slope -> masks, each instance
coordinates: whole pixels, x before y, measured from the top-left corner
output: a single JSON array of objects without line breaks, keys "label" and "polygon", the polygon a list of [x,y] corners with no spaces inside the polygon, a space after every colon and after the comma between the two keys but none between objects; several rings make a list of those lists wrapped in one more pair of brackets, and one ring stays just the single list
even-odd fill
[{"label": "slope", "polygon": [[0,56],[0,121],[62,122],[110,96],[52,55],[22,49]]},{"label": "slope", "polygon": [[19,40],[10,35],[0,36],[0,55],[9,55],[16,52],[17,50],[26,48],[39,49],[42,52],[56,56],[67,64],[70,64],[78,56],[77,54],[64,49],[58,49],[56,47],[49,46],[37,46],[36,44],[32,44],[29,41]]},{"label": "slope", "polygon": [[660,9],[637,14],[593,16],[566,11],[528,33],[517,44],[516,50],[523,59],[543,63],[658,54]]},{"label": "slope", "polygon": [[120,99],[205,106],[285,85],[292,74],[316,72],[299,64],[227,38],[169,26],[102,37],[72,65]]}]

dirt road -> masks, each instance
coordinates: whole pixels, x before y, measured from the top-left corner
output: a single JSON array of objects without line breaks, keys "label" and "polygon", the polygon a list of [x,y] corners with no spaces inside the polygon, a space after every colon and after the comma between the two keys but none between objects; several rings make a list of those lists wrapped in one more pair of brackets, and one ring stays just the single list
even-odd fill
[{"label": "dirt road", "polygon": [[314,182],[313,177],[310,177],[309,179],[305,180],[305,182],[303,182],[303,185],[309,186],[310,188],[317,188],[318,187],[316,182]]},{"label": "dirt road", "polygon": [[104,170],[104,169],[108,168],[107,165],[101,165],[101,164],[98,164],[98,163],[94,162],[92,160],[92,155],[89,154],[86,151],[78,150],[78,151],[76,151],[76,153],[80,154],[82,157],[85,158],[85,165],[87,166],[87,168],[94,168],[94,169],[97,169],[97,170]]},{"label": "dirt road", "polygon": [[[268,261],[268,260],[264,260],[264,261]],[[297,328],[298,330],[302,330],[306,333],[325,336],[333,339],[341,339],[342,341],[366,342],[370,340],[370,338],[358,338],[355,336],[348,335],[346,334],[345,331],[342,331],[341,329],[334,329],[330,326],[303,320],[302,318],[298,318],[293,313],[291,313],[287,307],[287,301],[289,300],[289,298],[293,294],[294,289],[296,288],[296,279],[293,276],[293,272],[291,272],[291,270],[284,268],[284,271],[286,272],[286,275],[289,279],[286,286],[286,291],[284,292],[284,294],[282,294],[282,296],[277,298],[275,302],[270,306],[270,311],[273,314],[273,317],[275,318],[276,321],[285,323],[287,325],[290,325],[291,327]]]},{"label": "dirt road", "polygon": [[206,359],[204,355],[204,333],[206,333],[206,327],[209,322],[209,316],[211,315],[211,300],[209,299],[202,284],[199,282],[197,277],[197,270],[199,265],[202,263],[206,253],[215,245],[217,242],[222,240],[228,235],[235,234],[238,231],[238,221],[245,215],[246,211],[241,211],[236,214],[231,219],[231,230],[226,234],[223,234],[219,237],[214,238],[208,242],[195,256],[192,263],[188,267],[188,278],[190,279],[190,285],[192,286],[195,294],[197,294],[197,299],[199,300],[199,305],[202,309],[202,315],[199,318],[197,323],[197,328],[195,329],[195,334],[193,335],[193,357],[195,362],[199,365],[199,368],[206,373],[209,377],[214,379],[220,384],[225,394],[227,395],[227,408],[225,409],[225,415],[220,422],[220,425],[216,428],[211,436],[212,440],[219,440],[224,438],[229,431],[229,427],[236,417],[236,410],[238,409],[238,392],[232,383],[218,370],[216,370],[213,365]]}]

────────────────────────────────────────

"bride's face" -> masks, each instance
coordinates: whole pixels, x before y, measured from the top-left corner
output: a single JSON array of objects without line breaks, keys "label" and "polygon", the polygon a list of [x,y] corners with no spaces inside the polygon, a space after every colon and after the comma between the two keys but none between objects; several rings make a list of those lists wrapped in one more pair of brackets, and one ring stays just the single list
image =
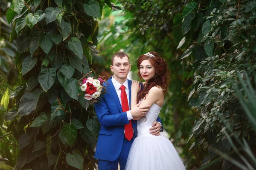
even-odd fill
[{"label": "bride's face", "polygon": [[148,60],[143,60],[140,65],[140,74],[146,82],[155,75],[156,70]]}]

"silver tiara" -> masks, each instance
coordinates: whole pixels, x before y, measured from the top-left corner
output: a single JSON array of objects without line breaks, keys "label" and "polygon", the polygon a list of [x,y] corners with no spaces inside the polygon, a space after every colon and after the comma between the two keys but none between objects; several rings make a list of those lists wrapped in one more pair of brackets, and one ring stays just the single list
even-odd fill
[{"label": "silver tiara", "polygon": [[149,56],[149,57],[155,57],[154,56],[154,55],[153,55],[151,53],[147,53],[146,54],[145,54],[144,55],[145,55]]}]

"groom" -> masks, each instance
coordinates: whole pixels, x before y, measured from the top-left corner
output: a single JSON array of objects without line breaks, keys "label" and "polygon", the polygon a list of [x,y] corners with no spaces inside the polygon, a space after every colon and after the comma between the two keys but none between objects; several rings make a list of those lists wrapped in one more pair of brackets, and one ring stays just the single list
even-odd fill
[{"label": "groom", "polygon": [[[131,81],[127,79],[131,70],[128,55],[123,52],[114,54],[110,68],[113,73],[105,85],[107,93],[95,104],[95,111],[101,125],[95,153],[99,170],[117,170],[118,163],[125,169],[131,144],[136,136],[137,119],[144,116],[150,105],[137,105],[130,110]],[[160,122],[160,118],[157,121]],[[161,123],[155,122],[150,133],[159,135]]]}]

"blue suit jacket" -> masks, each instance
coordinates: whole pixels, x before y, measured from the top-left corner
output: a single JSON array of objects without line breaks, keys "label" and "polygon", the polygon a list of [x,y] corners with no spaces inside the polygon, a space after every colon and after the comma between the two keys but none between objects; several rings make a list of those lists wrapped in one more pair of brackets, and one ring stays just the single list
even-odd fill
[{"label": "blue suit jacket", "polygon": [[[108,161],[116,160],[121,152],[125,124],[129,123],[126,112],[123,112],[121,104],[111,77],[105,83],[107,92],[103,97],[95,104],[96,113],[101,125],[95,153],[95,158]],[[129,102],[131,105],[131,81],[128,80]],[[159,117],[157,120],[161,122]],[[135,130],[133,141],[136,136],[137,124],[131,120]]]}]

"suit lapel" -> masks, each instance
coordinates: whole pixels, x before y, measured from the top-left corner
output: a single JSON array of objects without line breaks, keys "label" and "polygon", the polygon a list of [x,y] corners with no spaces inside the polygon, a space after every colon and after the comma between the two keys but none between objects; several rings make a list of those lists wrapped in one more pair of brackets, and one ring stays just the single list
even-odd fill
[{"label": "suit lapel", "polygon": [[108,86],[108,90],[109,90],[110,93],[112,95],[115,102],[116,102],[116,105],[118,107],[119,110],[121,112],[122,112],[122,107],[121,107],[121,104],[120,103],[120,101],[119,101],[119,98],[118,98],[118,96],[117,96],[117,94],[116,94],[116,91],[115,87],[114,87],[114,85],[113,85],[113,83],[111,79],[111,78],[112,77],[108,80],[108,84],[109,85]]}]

────────────────────────────────────────

• **Required work**: Please select every line of the records that contains the word "blue", treating uppercase and lowercase as different.

• **Written answer**:
"blue suit jacket" -> masks, each instance
[{"label": "blue suit jacket", "polygon": [[[108,161],[116,160],[121,152],[125,124],[129,123],[126,112],[123,112],[121,104],[111,77],[105,83],[107,92],[103,97],[95,104],[96,113],[101,125],[95,153],[95,158]],[[129,102],[131,105],[131,81],[128,80]],[[159,117],[157,120],[161,122]],[[135,130],[133,141],[136,136],[137,124],[131,120]]]}]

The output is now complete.